● **EXERCISE DESCRIPTION**
Exclude the pictures and repeat all of the data exactly.

● **SUPPLIED MATERIAL**
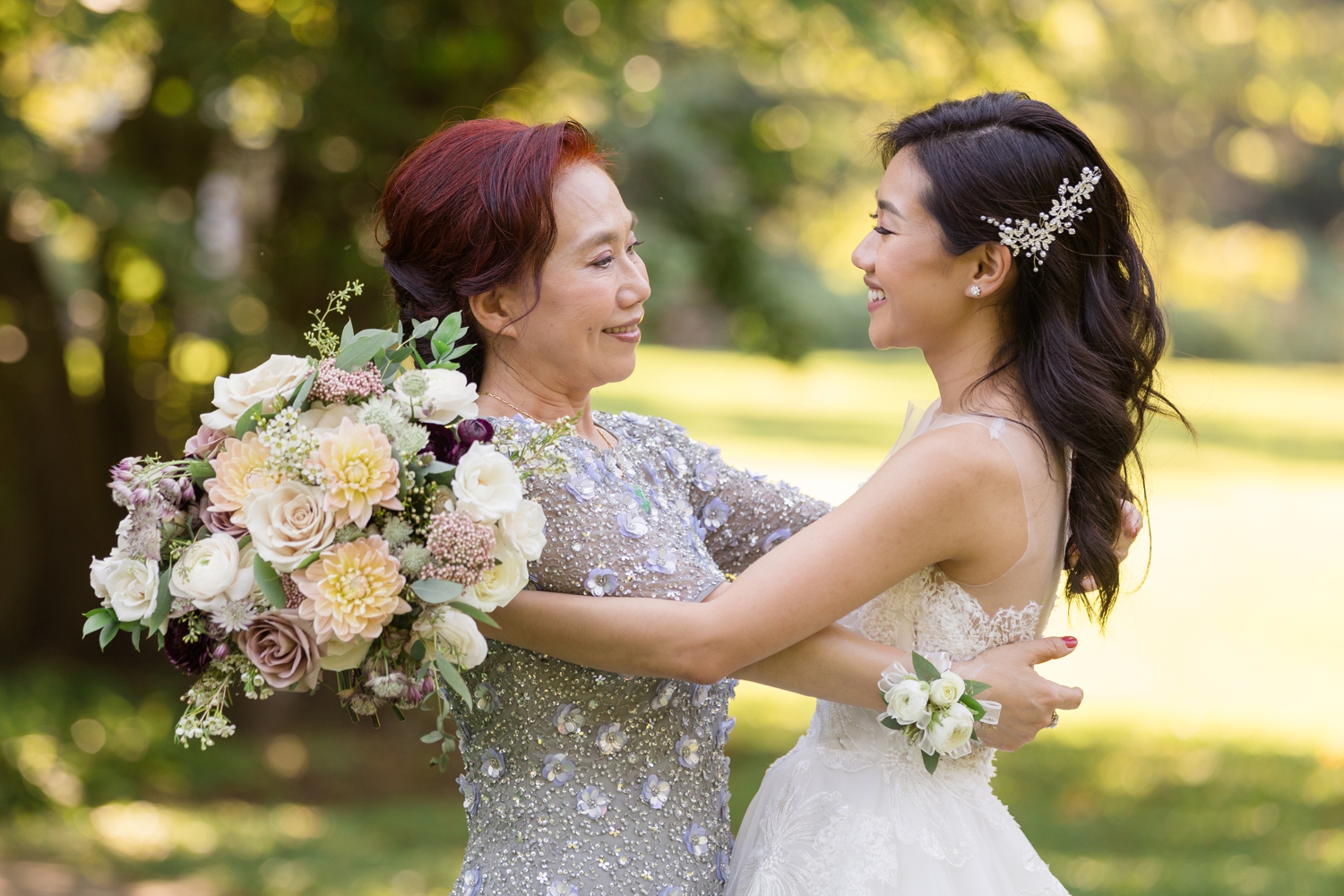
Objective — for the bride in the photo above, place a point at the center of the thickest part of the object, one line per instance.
(1003, 247)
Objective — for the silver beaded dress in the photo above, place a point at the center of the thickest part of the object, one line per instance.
(588, 783)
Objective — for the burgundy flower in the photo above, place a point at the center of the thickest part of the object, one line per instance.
(193, 657)
(475, 430)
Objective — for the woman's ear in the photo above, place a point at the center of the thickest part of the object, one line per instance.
(991, 269)
(495, 312)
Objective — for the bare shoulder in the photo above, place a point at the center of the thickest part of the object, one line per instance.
(953, 461)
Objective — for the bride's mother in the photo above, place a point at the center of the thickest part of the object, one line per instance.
(580, 780)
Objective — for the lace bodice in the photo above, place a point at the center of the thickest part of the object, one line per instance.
(588, 782)
(929, 611)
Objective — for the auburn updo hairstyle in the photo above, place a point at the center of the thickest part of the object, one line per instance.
(1083, 333)
(470, 210)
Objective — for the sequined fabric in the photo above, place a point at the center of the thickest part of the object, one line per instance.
(588, 783)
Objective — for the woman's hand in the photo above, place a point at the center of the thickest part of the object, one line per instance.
(1029, 700)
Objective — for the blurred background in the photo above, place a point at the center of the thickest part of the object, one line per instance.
(182, 180)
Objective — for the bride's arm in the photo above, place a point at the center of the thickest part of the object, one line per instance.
(926, 504)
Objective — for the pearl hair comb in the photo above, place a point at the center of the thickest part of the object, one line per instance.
(1034, 238)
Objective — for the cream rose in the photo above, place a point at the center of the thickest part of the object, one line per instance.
(289, 522)
(131, 586)
(486, 484)
(437, 397)
(524, 530)
(952, 729)
(502, 582)
(325, 418)
(948, 689)
(207, 573)
(908, 702)
(276, 378)
(454, 633)
(341, 654)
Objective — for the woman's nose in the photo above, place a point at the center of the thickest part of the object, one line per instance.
(866, 253)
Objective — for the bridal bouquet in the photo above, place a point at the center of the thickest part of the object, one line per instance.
(935, 708)
(346, 513)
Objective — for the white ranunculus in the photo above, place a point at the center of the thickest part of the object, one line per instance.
(288, 522)
(456, 634)
(486, 484)
(908, 702)
(502, 582)
(206, 570)
(132, 587)
(524, 530)
(443, 395)
(325, 418)
(346, 654)
(952, 729)
(948, 689)
(271, 382)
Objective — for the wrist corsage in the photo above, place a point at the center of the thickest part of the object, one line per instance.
(935, 708)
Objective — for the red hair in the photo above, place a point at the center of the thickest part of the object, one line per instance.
(470, 210)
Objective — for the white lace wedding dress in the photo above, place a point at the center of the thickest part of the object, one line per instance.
(851, 809)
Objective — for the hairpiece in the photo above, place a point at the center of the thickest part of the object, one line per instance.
(1029, 237)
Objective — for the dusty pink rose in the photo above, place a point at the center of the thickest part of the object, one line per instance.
(218, 520)
(203, 443)
(284, 648)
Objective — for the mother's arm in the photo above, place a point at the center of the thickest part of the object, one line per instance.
(774, 622)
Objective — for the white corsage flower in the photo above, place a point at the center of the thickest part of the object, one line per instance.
(502, 582)
(908, 702)
(456, 634)
(271, 382)
(948, 689)
(437, 397)
(207, 573)
(486, 484)
(346, 654)
(131, 586)
(524, 530)
(324, 419)
(952, 728)
(288, 522)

● **WRITTEN SOLUTION**
Objective — for the bride in the photo above, place a point at the center of the thickest part of the object, one line per instance.
(1003, 247)
Objective — for the silver beaded dress in the photo above, place a point at the center of the thickest part of the object, one line per instance.
(588, 783)
Objective — for the burgundy flower in the photo above, place a point at the center of the thickest part of the object, one line per instance.
(193, 657)
(475, 430)
Objective — for the woman's ear in the photo above, place a point at the center of the thickest part of the object, one line per instance.
(991, 269)
(495, 312)
Objective — for the bare shoulder in the photo above, place a point at the center of the thickest part of the object, one line per instance.
(953, 461)
Objective — for the bride's mother in the photo above, place a point at the center of the thickest part of the object, one line per instance.
(580, 780)
Objective — for the lace bodice in the photo above, place a point at the center of the thickest part of the object, one line per instance.
(588, 782)
(929, 611)
Objective — for the auburn updo hairstyle in the photo above, place a point at the center of the thickest part of the object, one line per instance.
(1083, 333)
(470, 210)
Objective — for the sequined fabric in the photo above, place a point at the center of the thickest part of the object, one line per instance.
(588, 783)
Objective — for the woman's hand in the photo above, place a point at the center of the thickest part of the object, one line per instance.
(1029, 700)
Objective — for the blurred background in the photo above, place a point at the center of the thickest part of the object, one line per instance.
(182, 180)
Objective — for the bride's arm in the photo above, place a point at the center of the thickest part of the object, one line per instance.
(926, 504)
Objective — for the pearl hair comb in the photo above, place a point at the center of the thickest part of the object, one line per instance.
(1034, 238)
Objective — for the cream rose in the photo above, place a point at the center of the thickest part of the object, one line per instance.
(289, 522)
(131, 586)
(486, 484)
(437, 397)
(524, 530)
(952, 729)
(502, 582)
(325, 418)
(948, 689)
(207, 573)
(908, 702)
(276, 378)
(454, 633)
(341, 654)
Objective — for the woman's nose in the photo above, place a point at the center of the thickest part of the object, one line per instance.
(866, 253)
Objective — for the bridal bouquet in the photo above, place a point at the center of the thickest part of the object, one line per instance.
(935, 708)
(346, 513)
Objective — for the white ranunculus in the photo above, place a point at the center of the thickest part of the object, one line per instance.
(288, 522)
(456, 634)
(486, 484)
(908, 702)
(502, 582)
(206, 570)
(132, 587)
(524, 530)
(443, 395)
(325, 418)
(346, 654)
(952, 729)
(948, 689)
(271, 382)
Objective — for the wrist corsage in the photo above, place a point at the center of the thickest part of the object, one line per instance.
(935, 708)
Objective — for the red hair in the photo above, place a point at the center of the thickest part of the object, one line per instance.
(470, 210)
Objective — for the white lace wedding dress in the photo above, place a point at the center of the thickest part of the object, one line per instance.
(851, 809)
Objective — for the hairpiece in the photo above, place a point at the center of the thickest part of the object, one line per instance.
(1029, 237)
Objective — for the dusty pink rose in the photo above, place a point at the center of the thickest part of the object, one line per instance.
(218, 520)
(203, 443)
(284, 648)
Objective — for the mother's arm in the photo above, place a point at the center of the thickest part of the object, one line per instance.
(774, 622)
Objective — for the white corsage flower in the photo above, place a point at the center of the thickest part of the object, one line per instance.
(502, 582)
(908, 702)
(456, 634)
(271, 382)
(948, 689)
(437, 397)
(207, 573)
(486, 484)
(346, 654)
(131, 586)
(524, 530)
(324, 419)
(952, 728)
(288, 522)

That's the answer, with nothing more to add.